Dec 12, 2019 @ 11:25 AM / by Zach Rossignol

Seoul, South Korea city skyline.

The many methods of rental payments in South Korea

Before assignee’s arrive in South Korea, it’s important for them to understand the variety of ways to rent a property. In general, there are three different rental payment methods in South Korea, and a mix of all three is typically used in any given city.


Jeonse, Wolse, and the standard monthly rent system

Jeonse (전세)

Key money, or Jeonse (전세), is a leasing system unique to South Korea. The Jeonse system involves depositing up to 50% of a property’s value (however, it can be as high as 60-80%) with the landlord for the duration of the lease. The landlord takes the large deposit, invests it, and keeps all the interest earned on the sum. The tenant's deposit is protected by having a lien issued against the property for the amount given. The entire amount is then returned to the tenant at the end of the lease. In cases where there’s damage to the property, key money would be used to repair the unit.

Information shown ▸
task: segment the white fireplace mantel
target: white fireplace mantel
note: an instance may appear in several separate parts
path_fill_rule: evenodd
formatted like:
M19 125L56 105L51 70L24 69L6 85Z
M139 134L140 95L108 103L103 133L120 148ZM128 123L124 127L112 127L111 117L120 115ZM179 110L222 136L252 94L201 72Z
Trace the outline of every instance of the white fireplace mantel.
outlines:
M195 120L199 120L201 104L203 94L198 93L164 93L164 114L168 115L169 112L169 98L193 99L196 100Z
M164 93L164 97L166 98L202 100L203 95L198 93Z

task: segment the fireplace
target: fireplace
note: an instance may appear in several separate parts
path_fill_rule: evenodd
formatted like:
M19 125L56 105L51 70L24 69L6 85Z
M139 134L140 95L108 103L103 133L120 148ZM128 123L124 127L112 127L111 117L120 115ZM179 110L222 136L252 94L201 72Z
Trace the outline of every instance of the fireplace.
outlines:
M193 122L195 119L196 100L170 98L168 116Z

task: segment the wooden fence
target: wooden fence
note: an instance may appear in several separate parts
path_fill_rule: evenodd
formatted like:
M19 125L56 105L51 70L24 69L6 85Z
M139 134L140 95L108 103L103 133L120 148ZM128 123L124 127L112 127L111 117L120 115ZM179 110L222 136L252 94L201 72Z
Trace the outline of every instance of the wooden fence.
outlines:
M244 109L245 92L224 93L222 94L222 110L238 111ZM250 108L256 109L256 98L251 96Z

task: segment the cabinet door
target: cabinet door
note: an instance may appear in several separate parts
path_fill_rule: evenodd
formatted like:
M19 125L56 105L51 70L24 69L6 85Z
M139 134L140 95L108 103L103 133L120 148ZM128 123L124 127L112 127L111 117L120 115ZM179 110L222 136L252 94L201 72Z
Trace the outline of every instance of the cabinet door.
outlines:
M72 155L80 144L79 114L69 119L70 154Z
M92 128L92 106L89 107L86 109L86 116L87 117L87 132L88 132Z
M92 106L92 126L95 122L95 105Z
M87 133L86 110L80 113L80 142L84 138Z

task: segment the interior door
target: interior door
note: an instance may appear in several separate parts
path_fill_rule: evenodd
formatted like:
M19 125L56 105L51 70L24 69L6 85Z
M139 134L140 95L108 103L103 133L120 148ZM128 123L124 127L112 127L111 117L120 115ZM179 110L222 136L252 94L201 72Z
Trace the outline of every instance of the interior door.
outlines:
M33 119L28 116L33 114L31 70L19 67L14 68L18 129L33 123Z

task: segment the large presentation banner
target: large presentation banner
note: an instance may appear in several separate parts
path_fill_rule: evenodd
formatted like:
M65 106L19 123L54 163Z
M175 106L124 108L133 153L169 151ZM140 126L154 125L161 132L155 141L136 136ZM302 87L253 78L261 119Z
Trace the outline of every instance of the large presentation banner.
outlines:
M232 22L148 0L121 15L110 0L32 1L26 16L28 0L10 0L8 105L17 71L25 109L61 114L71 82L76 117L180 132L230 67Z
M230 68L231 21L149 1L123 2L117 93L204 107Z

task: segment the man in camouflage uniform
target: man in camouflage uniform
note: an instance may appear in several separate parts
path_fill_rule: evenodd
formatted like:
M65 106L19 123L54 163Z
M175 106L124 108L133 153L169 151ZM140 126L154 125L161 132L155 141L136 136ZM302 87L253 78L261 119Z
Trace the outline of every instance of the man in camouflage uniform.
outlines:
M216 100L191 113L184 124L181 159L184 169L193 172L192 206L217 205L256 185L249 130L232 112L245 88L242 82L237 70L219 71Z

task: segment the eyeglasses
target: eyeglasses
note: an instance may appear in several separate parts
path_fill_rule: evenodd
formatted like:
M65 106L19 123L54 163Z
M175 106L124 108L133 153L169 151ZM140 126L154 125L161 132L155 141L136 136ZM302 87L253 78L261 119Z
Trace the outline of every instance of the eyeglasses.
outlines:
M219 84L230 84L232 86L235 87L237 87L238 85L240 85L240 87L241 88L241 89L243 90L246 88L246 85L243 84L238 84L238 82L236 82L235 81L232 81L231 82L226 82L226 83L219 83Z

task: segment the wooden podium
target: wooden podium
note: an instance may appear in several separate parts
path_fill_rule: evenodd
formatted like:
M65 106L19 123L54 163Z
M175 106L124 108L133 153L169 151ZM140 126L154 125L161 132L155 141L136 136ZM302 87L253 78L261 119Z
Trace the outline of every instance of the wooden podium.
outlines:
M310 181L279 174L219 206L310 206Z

Task instructions ▸
• 1. In the article on rental payments in South Korea, how is a Jeonse tenant's deposit protected?
• 2. Carry on the article on rental payments in South Korea, picking up right after its last sentence.
The rows are material apart from the article on rental payments in South Korea.

Results of the exercise ▸
• 1. A lien is issued against the property for the amount deposited.

• 2.
After the deposit is handed over, the tenant can occupy the property for the duration of the lease, typically twenty-four months. The tenant is responsible for paying utilities, along with internet, phone, cable, etc. The Jeonse system is traditionally used in the domestic rental market with Korean nationals.

 

Wolse (월세)

The deposit plus monthly payment system, or Wolse (월세), is a variation on key money. This process involves having a tenant put down a smaller deposit worth one to two years of rental payments. The tenant would then make monthly payments of about a twentieth to a tenth of the total deposit. Like the Jeonse system, the tenant is also responsible for utilities and other costs.  

 

Standard Monthly Rent System

The standard monthly rent system is comparable to that used in most other countries. Expatriates and their employers tend to favor this system, and some landlords are beginning to prefer the advantages of receiving a nonrefundable deposit, typically 1-2 month's rent, up front in addition to regular monthly payments.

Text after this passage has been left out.